• Task description: Pull out every line below that contains the string "bridge", keeping in mind that case counts.

• Records to use:
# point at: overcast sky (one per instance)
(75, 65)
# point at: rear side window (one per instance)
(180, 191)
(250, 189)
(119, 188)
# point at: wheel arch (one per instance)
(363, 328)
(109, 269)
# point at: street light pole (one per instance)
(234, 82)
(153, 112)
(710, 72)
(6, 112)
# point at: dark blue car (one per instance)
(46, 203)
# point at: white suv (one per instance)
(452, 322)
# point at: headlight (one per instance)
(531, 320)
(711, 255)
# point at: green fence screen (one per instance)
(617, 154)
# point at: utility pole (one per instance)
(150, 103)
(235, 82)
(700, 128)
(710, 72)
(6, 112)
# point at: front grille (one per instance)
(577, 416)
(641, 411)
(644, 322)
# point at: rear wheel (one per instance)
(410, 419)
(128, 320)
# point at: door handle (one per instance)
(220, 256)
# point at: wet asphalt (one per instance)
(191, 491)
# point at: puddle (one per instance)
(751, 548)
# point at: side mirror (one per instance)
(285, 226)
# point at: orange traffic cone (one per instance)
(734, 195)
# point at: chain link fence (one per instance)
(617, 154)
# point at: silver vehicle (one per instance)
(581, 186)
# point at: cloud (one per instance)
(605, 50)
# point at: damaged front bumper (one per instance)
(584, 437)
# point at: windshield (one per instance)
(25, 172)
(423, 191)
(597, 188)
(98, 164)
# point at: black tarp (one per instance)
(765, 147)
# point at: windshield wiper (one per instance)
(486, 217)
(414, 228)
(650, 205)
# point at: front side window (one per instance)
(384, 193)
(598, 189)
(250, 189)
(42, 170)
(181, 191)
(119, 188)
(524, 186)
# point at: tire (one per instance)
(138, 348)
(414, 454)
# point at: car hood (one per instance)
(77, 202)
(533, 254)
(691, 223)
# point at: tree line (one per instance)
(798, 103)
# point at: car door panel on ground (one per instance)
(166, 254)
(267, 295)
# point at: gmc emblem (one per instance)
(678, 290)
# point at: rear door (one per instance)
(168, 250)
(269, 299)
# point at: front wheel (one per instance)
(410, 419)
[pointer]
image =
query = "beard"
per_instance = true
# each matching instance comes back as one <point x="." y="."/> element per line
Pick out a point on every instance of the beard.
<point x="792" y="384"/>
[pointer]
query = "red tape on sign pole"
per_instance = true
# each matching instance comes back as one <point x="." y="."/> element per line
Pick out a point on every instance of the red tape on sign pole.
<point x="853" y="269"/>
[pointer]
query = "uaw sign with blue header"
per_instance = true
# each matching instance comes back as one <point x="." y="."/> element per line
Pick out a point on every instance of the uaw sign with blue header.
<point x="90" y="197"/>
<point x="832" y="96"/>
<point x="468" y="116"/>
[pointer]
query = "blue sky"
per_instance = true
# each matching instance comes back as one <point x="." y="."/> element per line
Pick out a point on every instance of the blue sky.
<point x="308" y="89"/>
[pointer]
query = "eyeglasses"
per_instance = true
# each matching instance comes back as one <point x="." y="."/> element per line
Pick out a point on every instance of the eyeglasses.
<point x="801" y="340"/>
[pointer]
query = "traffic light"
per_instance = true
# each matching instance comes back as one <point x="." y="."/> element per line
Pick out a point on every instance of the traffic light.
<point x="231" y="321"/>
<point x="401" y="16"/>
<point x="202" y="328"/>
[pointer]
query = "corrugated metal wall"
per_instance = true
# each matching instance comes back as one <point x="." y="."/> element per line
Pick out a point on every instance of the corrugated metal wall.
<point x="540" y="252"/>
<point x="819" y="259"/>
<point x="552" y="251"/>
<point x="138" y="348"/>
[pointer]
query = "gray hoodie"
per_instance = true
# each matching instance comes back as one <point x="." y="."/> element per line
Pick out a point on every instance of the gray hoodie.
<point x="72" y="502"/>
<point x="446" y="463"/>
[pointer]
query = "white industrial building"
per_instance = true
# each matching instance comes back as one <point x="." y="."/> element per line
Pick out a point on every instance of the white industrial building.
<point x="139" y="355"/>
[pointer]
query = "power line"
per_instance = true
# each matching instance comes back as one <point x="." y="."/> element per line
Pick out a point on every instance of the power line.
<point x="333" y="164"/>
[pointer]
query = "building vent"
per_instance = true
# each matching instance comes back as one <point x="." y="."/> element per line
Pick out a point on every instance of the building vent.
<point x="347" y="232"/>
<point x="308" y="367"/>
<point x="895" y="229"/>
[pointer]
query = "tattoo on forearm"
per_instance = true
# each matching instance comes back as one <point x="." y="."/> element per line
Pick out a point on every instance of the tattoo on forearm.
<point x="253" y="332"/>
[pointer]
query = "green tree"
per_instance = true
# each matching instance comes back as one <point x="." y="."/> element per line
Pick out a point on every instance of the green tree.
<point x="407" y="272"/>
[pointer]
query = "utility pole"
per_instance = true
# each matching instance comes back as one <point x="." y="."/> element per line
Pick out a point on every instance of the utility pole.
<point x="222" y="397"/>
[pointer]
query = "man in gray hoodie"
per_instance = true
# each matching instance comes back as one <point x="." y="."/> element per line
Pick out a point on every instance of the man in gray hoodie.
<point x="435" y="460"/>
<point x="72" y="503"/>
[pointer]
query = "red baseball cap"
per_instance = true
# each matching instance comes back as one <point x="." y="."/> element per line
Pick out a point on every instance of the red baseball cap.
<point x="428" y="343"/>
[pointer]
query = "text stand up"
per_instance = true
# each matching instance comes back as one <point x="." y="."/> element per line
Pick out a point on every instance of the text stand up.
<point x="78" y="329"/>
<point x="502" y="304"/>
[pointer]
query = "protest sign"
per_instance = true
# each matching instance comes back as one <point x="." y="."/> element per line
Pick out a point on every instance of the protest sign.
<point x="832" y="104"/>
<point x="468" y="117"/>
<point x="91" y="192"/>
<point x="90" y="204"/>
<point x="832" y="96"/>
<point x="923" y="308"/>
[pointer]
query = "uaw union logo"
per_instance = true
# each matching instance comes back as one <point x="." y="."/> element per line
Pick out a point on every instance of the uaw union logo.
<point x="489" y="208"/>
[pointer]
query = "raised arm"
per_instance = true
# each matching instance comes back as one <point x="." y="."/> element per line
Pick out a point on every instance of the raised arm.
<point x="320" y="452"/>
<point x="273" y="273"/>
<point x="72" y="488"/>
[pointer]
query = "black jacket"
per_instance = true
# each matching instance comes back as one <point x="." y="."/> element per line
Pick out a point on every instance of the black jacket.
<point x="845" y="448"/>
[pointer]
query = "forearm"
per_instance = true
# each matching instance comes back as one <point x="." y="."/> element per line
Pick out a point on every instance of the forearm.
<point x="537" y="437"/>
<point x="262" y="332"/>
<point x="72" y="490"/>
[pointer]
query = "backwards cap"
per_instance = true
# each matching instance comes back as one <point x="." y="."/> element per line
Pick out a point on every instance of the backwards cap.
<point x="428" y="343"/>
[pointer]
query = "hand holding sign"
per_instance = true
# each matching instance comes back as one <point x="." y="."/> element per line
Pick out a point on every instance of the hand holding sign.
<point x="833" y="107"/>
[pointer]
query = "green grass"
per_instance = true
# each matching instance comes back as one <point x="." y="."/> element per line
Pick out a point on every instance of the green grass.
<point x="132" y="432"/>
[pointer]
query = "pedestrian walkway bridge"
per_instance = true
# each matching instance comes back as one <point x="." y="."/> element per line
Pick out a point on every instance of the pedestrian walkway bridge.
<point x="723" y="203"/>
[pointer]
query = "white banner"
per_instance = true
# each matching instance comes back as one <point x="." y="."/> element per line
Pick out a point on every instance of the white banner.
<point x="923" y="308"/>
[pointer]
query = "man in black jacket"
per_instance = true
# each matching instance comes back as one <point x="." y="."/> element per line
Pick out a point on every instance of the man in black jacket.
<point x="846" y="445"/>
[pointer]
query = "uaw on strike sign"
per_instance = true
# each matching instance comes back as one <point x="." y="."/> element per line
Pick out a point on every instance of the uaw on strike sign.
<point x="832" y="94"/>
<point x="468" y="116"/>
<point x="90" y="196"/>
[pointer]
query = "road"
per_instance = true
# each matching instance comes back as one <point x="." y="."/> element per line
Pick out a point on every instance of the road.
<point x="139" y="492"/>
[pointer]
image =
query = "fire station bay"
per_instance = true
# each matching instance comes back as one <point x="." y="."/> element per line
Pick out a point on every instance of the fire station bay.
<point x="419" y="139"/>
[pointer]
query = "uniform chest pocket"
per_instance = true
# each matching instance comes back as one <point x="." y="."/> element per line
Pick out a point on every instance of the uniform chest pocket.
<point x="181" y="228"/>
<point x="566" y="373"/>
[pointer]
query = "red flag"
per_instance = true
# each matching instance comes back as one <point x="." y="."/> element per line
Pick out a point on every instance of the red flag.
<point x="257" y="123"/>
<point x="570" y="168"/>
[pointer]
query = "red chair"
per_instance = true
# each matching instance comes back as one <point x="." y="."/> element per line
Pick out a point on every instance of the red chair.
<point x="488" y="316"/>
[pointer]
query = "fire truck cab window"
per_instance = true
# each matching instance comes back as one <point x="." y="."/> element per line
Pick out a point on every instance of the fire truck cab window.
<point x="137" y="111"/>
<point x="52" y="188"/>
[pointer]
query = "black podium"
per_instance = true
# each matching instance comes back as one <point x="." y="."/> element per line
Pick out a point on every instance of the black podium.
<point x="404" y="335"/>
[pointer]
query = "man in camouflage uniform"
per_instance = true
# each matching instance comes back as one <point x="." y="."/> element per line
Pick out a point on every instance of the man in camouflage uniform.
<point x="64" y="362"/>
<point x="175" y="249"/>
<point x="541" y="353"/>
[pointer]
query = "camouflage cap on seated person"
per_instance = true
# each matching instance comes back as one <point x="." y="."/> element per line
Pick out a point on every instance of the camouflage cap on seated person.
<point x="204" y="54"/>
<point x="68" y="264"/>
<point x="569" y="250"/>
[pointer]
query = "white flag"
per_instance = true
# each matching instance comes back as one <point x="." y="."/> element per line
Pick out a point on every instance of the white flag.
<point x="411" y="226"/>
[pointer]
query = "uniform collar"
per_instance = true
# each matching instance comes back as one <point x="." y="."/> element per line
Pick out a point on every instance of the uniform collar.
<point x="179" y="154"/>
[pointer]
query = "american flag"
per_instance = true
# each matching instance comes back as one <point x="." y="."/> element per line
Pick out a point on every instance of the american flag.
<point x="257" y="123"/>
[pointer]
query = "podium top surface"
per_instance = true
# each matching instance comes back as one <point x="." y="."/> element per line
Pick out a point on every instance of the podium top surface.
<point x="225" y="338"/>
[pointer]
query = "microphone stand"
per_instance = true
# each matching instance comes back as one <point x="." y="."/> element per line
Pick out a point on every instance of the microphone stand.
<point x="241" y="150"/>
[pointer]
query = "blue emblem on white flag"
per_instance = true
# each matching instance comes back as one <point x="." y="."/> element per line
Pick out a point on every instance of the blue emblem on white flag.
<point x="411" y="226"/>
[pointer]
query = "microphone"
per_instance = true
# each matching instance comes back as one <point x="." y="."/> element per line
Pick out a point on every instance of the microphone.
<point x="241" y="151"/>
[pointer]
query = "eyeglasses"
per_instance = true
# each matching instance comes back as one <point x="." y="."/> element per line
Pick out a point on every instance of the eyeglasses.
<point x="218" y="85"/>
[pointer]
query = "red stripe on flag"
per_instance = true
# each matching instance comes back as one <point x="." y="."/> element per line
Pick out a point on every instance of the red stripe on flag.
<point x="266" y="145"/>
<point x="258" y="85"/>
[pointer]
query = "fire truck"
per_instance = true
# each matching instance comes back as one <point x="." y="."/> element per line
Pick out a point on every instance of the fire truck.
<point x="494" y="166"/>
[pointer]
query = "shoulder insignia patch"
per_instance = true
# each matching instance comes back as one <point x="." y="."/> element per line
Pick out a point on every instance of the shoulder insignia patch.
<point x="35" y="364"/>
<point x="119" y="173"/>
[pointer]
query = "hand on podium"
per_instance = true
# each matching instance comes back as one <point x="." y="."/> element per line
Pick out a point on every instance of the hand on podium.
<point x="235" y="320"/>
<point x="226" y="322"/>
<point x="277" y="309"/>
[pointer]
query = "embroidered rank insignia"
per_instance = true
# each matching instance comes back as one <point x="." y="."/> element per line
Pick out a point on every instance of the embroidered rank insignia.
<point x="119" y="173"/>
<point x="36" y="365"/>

• Task answer:
query = "pedestrian walkway bridge"
Pick out a point on every instance of the pedestrian walkway bridge.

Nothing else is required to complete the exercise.